You misunderstand Lisp

Lisp macros are executed at runtime! Presumably some get evaluated at compile time too as optimizations. Macros are not about compile-time evaluation at all.

You've actually noticed something about macros that most people don't--the fact that macros and functions overlap completely in functionality.

I think everyone understands that. A lisp macro is a function that operates on code.

No, I understand that

No, I understand that perfectly well. In fact, in the very beginning I acknowledge this fact:

A macro is a function that operates on/generates code before normal code is executed.

If I did make reference to macros being executed at compile time after that, it was simply for convenience, since I don't recall the exact name other than the somewhat verbose and not very descriptive 'pre-execution time' ;-)

☆ ☆ ☆ ☆

Short task: In the thread about Lisp macros, how does the reply beginning "No, I understand that perfectly well" define a macro? The rows that come next are separate material.

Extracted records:

☆ ☆ ☆ ☆

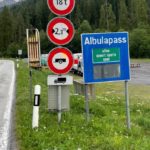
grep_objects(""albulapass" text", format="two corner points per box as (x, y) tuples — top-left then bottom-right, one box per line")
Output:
(84, 36), (127, 45)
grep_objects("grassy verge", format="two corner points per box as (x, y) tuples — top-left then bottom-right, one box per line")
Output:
(16, 62), (150, 150)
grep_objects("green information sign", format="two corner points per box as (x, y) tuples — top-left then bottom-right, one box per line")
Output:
(93, 48), (120, 63)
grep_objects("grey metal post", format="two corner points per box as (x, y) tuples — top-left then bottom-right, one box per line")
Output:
(29, 68), (32, 102)
(85, 84), (90, 121)
(58, 85), (61, 123)
(125, 81), (131, 129)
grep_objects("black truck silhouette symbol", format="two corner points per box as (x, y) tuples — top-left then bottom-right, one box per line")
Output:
(55, 58), (66, 64)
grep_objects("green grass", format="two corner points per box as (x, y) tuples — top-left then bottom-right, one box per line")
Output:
(16, 62), (150, 150)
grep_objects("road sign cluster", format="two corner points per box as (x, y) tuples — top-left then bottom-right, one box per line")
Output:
(47, 0), (75, 74)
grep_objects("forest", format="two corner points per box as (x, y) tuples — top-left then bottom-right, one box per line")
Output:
(0, 0), (150, 58)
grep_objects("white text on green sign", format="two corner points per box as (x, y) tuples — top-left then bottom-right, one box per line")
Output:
(93, 48), (120, 63)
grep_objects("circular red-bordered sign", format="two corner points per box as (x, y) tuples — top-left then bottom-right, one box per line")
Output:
(47, 47), (73, 74)
(47, 17), (74, 45)
(47, 0), (75, 16)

☆ ☆ ☆ ☆

Complete output: As a function that operates on or generates code before normal code is executed.